=== Metin parçası ===
□ □ □ □ □
Dünyada aşı uygulamaları için hazırlıklar devam ederken ABD'li bilim insanları, Koronavirüs aşısı olmanın maske kullanımını değiştirmeyeceğini açıkladı. Koronavirüs aşılarının şiddetli Covid-19 hastalığına karşı oldukça koruyucu olduğu, ancak klinik denemelerde asemptomatik yayılmaya ilişkin testler yapılmadığı için aşının toplumdaki bulaş oranını ne kadar azaltabileceğinin net olmadığı vurgulandı.
NTV'nin haberine göre, Koronavirüs aşı denemeleri yalnızca semptom gösteren Covid-19 hastaları baz alınarak yapıldı. BioNTech’in kurucu ortağı olan Uğur Şahin aşının asemptomatik vakaları durdurup durdurmayacağının kesin olarak belirlenmesinin bir yılı bulabileceğini ifade etti.
□ □ □ □ □
=== Verilen kayıtlar ===

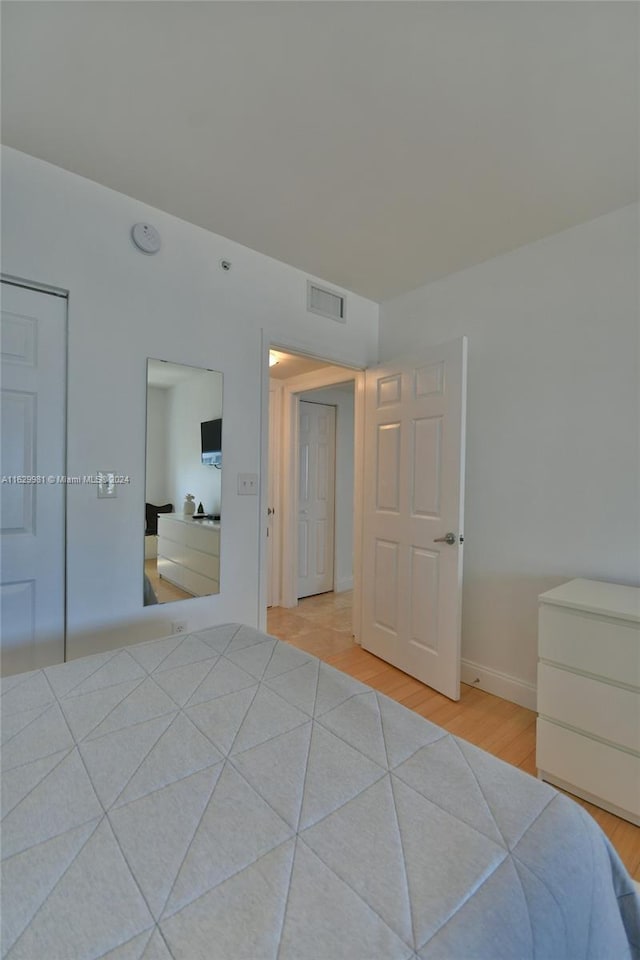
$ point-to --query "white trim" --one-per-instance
(500, 684)
(345, 583)
(273, 495)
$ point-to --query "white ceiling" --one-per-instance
(378, 145)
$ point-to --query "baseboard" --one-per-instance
(345, 583)
(500, 684)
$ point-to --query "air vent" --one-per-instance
(326, 303)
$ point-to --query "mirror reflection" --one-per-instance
(183, 476)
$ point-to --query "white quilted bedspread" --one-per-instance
(225, 796)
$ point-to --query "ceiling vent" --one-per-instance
(326, 302)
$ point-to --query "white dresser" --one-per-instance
(588, 735)
(189, 553)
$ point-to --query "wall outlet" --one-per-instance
(107, 488)
(247, 484)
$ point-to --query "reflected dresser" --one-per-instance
(189, 553)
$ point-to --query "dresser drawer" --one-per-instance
(198, 585)
(206, 539)
(598, 708)
(172, 529)
(172, 572)
(605, 773)
(592, 644)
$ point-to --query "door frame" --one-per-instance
(288, 485)
(62, 294)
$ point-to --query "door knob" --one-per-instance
(449, 538)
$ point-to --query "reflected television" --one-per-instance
(211, 434)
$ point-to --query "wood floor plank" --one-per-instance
(321, 626)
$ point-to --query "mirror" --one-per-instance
(183, 472)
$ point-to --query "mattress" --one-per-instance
(225, 796)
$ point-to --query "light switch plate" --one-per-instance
(107, 487)
(247, 484)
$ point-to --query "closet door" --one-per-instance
(32, 492)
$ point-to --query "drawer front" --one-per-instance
(170, 549)
(173, 572)
(206, 539)
(203, 563)
(605, 648)
(172, 529)
(591, 705)
(607, 773)
(198, 585)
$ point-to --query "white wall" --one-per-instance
(63, 230)
(552, 442)
(343, 399)
(196, 399)
(157, 481)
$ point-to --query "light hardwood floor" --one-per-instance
(322, 626)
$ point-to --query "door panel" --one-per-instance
(413, 496)
(33, 352)
(316, 494)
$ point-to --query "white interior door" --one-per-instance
(316, 497)
(413, 499)
(32, 577)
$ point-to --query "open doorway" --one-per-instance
(312, 512)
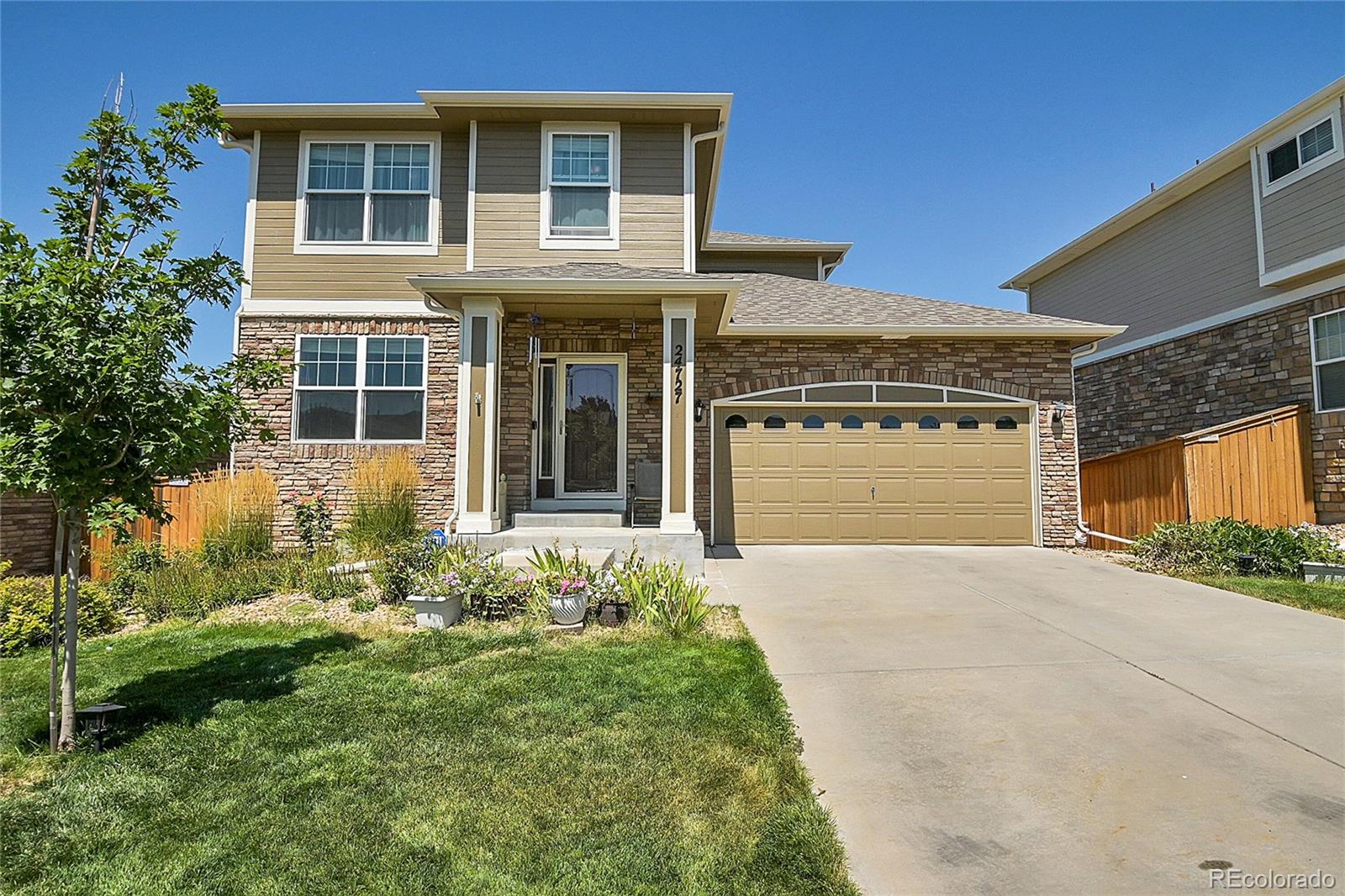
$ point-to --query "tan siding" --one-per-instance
(1187, 262)
(509, 172)
(1305, 219)
(791, 266)
(279, 273)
□ □ □ □ □
=== Yapılacak işlemler ===
(1) Lütfen şu ifadelerin metin parçasıyla uyuşup uyuşmadığını evet veya hayır ile belirtin ve her cevabı metin parçasından birebir alıntılanan belirleyici sözlerle destekleyin: (a) Klinik denemelerde asemptomatik yayılmaya ilişkin testler yapıldı. (b) Koronavirüs aşı denemeleri yalnızca semptom gösteren Covid-19 hastaları baz alınarak yapıldı. (c) Uğur Şahin, aşının asemptomatik vakaları durdurup durdurmayacağının kesin olarak belirlenmesinin bir yılı bulabileceğini söyledi.
(2) Metin parçasına göre Uğur Şahin hangi şirketin kurucu ortağıdır?
Yalnızca metin parçasını kullanın, öğeleri kullanmayın.

=== Cevap bölümü ===
(1)
(a) Hayır: "klinik denemelerde asemptomatik yayılmaya ilişkin testler yapılmadığı için"
(b) Evet: "Koronavirüs aşı denemeleri yalnızca semptom gösteren Covid-19 hastaları baz alınarak yapıldı"
(c) Evet: "aşının asemptomatik vakaları durdurup durdurmayacağının kesin olarak belirlenmesinin bir yılı bulabileceğini ifade etti"

(2) BioNTech